O exercício>
Escreva a continuação do texto sobre os desafios da família em Portugal, começando logo após a última frase apresentada.

━━━━━ Excerto da página

Nesta primeira semana, todos estudam em conjunto os desafios sobre a
família. O seu país, Portugal, conheceu, talvez, de modo muito
rápido e brutal do que a França, Bélgica, a Suiça ou outro país,
a mudança completa do que existia, nomeadamente, no que diz respeito
à família. Pode-nos dizer o que identifica como desafios relativos
à família, em Portugal?
Uma
sociedade que não é tanto sociedade. Sociedade quer dizer um mundo,
onde somos companheiros (socius, em Latim > Sociedade) uns dos
outros. Nós não somos só isso porque as pessoas viviam, sobretudo,
no mundo rural com os seus ritmos, as suas vizinhanças muito
estabelecidas ao longo de gerações e gerações e isto já não é
assim. Vêm para as grandes cidades, como por exemplo, Lisboa, com os
seus arredores. Falamos já de 2,5 milhões ou mais, de habitantes.
Vêm de Portugal, vêm um pouco do mundo. Vêm de África, da Ásia.
Então, eles deixaram os seus hábitos tradicionais, os lugares, onde
estavam estabelecidos e se sentiam próximos, naturalmente próximos
dos outros. Agora não é assim. Agora, na própria família o pai
está aqui ou o pai não está porque emigrou, ou a mãe também. Ou
o casal não está legalizado, nem civil, nem sacramentalmente. Este
facto levanta um problema. Levanta problemas às famílias como tais,
que querem manter a tradição cristã - como nós dissemos - que é
uma vida de casal: homem, mulher, filhos, netos, também com os
familiares mais velhos... sobretudo para as famílias cristãs.

━━━━━━━━━━
━━━━━ Conteúdo dos dados

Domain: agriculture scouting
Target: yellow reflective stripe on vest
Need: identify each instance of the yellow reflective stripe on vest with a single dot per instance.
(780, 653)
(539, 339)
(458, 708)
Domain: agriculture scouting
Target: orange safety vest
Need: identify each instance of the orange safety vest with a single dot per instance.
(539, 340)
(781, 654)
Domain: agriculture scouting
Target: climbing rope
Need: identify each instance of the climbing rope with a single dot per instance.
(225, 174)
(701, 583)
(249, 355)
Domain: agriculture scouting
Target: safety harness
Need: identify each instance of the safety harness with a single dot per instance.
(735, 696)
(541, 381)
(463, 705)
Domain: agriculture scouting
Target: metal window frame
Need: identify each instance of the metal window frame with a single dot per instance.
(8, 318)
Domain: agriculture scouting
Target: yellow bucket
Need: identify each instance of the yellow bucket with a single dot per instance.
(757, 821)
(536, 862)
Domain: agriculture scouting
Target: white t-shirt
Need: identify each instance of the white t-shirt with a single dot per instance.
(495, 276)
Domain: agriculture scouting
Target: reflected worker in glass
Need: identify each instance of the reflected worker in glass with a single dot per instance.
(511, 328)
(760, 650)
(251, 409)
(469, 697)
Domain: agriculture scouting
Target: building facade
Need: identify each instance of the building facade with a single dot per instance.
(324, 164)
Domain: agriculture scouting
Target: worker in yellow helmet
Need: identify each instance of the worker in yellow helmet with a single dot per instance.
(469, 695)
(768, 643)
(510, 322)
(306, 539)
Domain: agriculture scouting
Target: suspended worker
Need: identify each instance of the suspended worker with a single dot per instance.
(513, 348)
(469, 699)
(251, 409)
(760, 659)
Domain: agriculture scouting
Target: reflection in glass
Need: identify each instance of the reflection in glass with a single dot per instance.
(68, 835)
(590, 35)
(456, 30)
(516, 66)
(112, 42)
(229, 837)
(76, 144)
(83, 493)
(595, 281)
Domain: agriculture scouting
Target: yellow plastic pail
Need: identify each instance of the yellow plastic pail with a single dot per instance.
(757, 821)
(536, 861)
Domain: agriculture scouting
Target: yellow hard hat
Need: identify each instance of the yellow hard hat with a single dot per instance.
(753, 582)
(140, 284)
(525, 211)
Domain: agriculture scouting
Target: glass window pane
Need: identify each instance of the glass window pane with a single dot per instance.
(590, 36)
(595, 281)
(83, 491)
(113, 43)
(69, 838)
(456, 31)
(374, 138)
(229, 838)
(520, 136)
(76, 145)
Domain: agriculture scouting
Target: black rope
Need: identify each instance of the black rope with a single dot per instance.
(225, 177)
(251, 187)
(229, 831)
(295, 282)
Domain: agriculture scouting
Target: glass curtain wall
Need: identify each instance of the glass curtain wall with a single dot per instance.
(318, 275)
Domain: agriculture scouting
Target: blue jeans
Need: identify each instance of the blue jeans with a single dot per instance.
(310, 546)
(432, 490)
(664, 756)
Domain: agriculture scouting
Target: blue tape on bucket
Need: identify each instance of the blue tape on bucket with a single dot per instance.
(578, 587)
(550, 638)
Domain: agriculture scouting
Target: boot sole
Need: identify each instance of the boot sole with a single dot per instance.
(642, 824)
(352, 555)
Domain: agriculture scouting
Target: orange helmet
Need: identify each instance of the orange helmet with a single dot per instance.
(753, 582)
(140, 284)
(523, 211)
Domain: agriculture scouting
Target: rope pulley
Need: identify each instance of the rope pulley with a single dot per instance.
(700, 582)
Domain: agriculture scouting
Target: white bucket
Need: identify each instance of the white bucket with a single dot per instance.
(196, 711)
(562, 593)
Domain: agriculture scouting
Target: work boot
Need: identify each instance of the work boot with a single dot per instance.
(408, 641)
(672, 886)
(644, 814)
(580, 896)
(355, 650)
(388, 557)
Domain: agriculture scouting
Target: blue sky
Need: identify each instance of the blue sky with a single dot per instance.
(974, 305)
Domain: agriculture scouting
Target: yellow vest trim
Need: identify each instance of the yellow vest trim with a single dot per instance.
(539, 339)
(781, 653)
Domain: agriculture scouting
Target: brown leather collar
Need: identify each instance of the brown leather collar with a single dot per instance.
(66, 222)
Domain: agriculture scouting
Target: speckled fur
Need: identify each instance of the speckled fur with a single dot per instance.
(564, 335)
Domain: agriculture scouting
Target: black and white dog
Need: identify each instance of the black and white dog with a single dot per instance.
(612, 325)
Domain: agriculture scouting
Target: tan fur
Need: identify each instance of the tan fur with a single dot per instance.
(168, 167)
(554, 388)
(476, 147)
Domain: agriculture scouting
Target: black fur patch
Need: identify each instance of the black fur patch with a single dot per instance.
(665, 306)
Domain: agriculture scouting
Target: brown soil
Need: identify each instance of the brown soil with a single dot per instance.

━━━━━━━━━━

Resposta escrita>
Graças a Deus, temo-las, porque quando falamos de problemas, às
vezes, não estamos a ver tanto as soluções que já existem... E
são as soluções que as famílias cristãs, nestes tempos,
apresentam verdadeiramente. Algumas são também missionárias e vão
para fora, para mostrar que a família cristã é uma possibilidade e
é uma possibilidade que integra. Que não deixa ninguém fora do
conjunto e só.
Há
um ponto que já foi sublinhado no início deste Sínodo e que já
foi falado no do ano passado: é muito importante que saibamos
interrogarmo-nos sobre o modo de ir ao encontro das famílias
feridas, ou em dificuldade, mas não esquecer de anunciar o evangelho
da família, de acompanhar as famílias que tentam viver como
famílias cristãs.
Sim,
que procuram... e são muitas. Para mim, uma experiência muito feliz
durante toda a minha vida sacerdotal, foi ter acompanhado casais de
cristãos e de ter visto como estes casais e estas famílias avançam,
com as dificuldades, como toda a gente, mas querem responder e
encontram respostas. Respostas muito adaptadas e criativas para
viver, neste mundo, a realidade da família cristã. É muito
interessante. Creio que estou tão convencido disto porque eu vejo. É
a experiência.
É
mais difícil para estas famílias de hoje, do que em outras épocas?
Não
podemos comparar porque noutras épocas éramos aquilo porque não
podíamos ser outra coisa. Eram sociedades muito localizadas,
heranças muito fixas, aldeias e cidades que se mantinham como tinham
sido. Tudo isto estava muito definido. O problema não se punha. Não
se podia ser de outra maneira. Na sociedade em que vivemos, com a
destruição destas relações tradicionais, todos estes desafios se
colocam e então, a família cristã, mostra mais do que nunca, a sua
vitalidade.
Os
jovens em Portugal, como no resto da Europa, hesitam, muito mais do
que antes, para casar e para se comprometerem?
Conto-lhe
a minha experiência. Eu disse que era assistente de famílias
cristãs durante toda a minha vida sacerdotal. E as famílias que
acompanhei quando comecei já são avós. E agora, quando voltei para
Lisboa, quero também ter famílias cristãs mas que se casaram
recentemente. Pessoas de 20, 30 anos... É muito curioso ver que têm
a mesma força interior, a mesma vontade de ser cristãos na família
que tinham aqueles que acompanhei, há 30 anos.
São
em menor número?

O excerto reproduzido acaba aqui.